§ **PASSAGE**
-------

Sustenance rations for malnourished children in famine-hit countries were supposed to prevent stunting and wasting. But they didn’t.
Now Massey University research is leading the way in developing methods and data to produce nutrition guidelines that will form the lifesaving diets of the future.
Riddet Institute Senior Research Officer Dr Suzanne Hodgkinson says the old protein nutritional guidelines are known to be flawed and new ones are needed.
The Kiwi protein researcher is a specialist in dietary protein digestion and metabolism as well as dietary protein quality evaluation. The Riddet Institute is a Centre of Research Excellence (CoRE), hosted by Massey University in Palmerston North, focusing on advanced food research.
Early in October Dr Hodgkinson was invited to speak at an invitation-only meeting in Vienna where scientists and policy makers were hosted by the Food and Agriculture Organization of the United Nations (FAO) and scientific research materials provider the International Atomic Energy Agency (IAEA). She also moderated two working groups and chaired the entire second day of the four-day meeting.

-------

§ **PROBLEM**
Please write out the passage about protein nutrition guidelines word for word, from "Riddet Institute Senior" to "ones are needed.".

-------

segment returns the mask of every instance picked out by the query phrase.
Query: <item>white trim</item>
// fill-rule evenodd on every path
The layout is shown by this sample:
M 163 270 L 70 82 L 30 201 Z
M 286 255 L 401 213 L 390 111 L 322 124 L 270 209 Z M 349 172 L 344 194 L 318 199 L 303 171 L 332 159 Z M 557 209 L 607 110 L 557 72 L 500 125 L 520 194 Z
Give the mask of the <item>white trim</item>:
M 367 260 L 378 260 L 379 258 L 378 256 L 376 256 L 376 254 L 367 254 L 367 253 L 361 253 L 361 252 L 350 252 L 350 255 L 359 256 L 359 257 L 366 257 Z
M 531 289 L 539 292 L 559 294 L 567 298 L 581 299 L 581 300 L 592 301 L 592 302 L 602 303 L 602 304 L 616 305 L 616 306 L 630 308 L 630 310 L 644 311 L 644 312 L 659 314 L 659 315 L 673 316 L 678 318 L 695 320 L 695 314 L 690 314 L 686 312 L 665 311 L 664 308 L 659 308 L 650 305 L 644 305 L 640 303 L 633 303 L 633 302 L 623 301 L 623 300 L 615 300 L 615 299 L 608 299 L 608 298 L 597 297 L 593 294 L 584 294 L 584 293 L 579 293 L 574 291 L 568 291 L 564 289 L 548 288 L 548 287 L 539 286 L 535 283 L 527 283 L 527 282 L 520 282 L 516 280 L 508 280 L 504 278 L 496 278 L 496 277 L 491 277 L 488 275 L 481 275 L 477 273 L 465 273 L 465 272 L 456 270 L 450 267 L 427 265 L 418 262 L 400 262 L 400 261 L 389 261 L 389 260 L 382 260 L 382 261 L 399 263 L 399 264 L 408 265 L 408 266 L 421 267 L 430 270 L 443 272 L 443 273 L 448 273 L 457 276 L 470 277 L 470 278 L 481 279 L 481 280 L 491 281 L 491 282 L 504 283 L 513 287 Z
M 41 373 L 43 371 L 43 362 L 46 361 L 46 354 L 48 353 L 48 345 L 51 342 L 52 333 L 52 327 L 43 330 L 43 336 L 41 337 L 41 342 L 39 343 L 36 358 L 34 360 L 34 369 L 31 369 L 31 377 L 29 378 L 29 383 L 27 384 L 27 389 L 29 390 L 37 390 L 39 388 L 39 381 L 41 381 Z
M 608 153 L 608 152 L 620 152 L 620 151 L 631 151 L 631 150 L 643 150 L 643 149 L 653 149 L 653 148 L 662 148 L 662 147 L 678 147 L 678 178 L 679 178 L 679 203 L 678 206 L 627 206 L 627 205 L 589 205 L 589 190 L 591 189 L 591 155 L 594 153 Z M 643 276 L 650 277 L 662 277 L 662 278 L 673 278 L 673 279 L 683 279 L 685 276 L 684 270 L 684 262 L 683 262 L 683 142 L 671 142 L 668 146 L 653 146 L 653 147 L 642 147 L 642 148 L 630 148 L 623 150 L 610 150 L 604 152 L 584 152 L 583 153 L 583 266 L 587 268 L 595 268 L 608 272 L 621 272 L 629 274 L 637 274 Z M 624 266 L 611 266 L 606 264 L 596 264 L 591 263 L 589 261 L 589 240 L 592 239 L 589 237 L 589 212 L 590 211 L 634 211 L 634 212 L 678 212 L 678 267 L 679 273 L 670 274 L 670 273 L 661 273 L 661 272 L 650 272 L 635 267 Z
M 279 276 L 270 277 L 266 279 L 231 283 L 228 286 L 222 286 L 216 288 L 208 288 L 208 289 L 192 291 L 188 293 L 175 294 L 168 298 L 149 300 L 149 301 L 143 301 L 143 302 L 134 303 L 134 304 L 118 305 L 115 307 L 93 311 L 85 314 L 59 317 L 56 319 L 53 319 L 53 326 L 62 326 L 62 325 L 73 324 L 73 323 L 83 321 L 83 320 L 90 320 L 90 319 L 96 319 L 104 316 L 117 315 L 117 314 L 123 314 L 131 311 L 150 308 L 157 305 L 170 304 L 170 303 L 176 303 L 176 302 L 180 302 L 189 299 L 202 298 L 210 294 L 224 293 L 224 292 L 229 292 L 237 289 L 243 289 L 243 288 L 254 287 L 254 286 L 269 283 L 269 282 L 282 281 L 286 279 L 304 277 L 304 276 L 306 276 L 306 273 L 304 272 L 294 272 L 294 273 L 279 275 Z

-------

§ **WRITTEN REPLY**
Riddet Institute Senior Research Officer Dr Suzanne Hodgkinson says the old protein nutritional guidelines are known to be flawed and new ones are needed.